Лев Анисов - Третьяков
Отправив письмо П. М. Третьякову 5 сентября, Крамской на другой день приступил к работе. Зная, что Павел Михайлович ни за что не включит в свое собрание копию работы, Иван Николаевич решил написать два портрета Толстого с натуры, избегая повторения.
Сомнения художника подтвердились.
«…очень был обрадован, что Вы пишете портрет нашего неубедимого, — поздравляю Вас, — читал Крамской в письме Третьякова, пришедшего из Толмачей. — За себя я боюсь, получу ли портрет, так как едва ли будет граф Толстой сидеть для второго экземпляра, копию же я вовсе бы не желал иметь; не возможно ли будет так устроить, чтобы ему предложить копию, по возможности очень верную, которую Вы могли бы и не сами сделать, а сами только прошли бы ее — впрочем, я уверен, что Вы для меня устроите как только возможно лучше…»
Возвратившись от Толстого, Крамской принялся писать успокаивающий ответ:
«…я пишу разом два, один побольше, другой поменьше. Я постараюсь, разумеется, никого не обидеть, и если мне не удастся уже сделать оба портрета одинакового достоинства, то ручаюсь Вам за то, что лучший будет Ваш…»
По окончании работы Лев Николаевич и Софья Андреевна оказались в затруднительном положении при выборе портрета, поскольку оба были «страшно похожи, смотреть даже страшно», как сообщала Софья Андреевна сестре. Толстой выбрал не лучший из них. Надо думать, ему хотелось, чтобы лучшая работа оказалась в галерее Третьякова.
Граф Л. Н. Толстой был в самом расцвете сил. В тот период он работал над «Анной Карениной». Надо ли говорить, с каким интересом относились к нему Третьяков и Крамской.
«Граф Толстой, которого я писал, — интересный человек, даже удивительный. Я провел с ним несколько дней и, признаюсь, был все время в возбужденном состоянии», — признавался И. Н. Крамской в одном из писем к И. Е. Репину.

--- Задания ---
(1) Над каким произведением работал Толстой в то время, о котором рассказывает отрывок о портрете Толстого?
(2) Пожалуйста, перечислите всех людей, названных по имени или фамилии в отрывке о портрете Толстого. Строку заголовка не учитывайте.
(3) Согласуются ли с отрывком о портрете Толстого следующие утверждения? Для каждого ответьте «да» или «нет» и приведите решающие слова отрывка.
(a) Крамской решил писать два портрета Толстого с натуры.
(b) Третьяков хотел получить копию портрета.
(c) Толстой оставил себе лучший из двух портретов.

--- Фрагменты данных ---
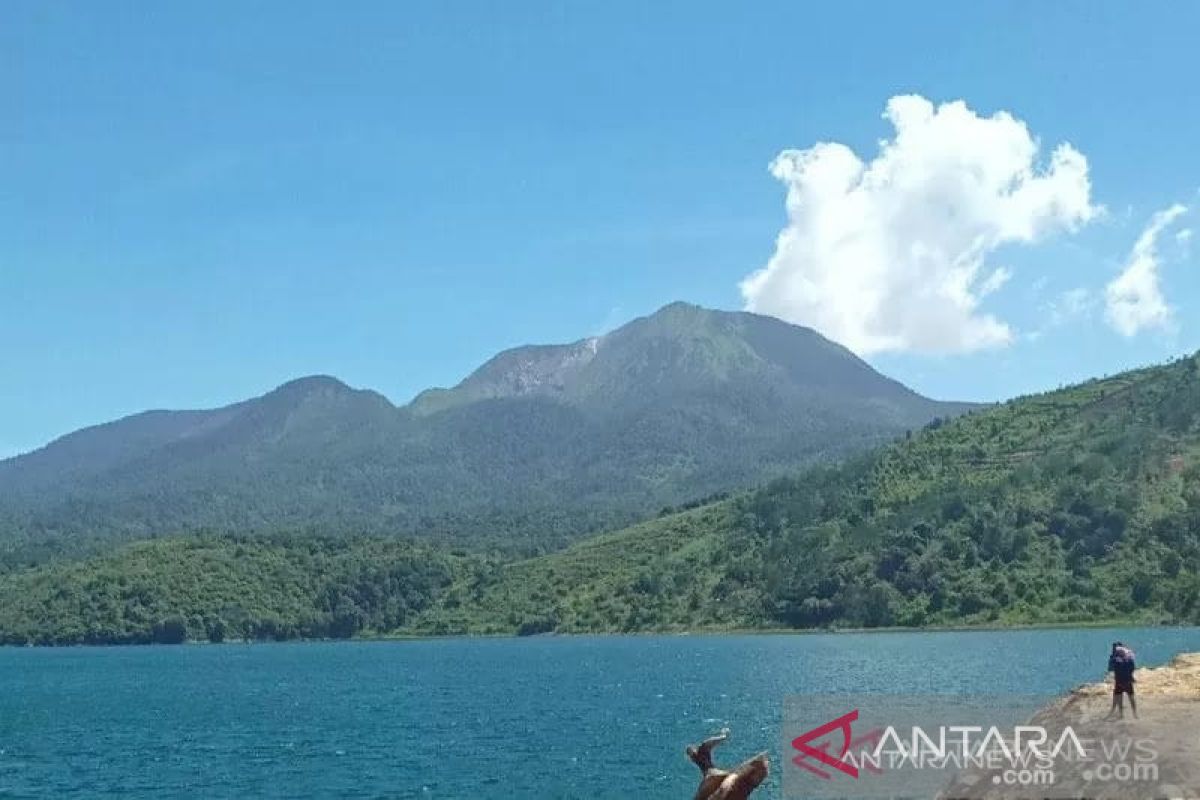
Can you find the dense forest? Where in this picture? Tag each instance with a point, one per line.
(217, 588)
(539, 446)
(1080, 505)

==

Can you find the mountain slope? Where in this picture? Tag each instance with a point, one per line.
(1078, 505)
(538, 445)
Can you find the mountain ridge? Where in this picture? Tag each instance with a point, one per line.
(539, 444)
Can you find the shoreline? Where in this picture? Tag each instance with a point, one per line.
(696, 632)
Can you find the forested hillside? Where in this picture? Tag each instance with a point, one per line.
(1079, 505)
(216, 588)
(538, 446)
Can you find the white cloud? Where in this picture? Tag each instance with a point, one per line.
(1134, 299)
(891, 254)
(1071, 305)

...

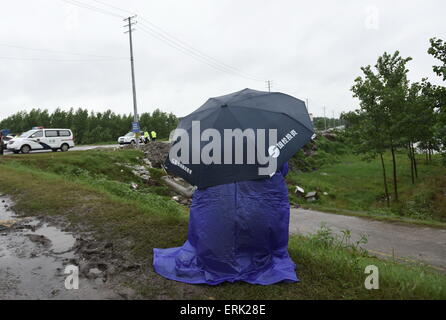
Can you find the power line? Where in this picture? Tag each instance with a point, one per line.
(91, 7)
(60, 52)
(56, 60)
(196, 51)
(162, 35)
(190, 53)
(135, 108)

--- Ответы по заданиям ---
(1) Над «Анной Карениной».

(2)
- П. М. Третьяков (Павел Михайлович)
- Иван Николаевич Крамской
- Лев Николаевич Толстой
- Софья Андреевна
- И. Е. Репин

(3)
(a) Да: «решил написать два портрета Толстого с натуры».
(b) Нет: «копию же я вовсе бы не желал иметь».
(c) Нет: «Толстой выбрал не лучший из них».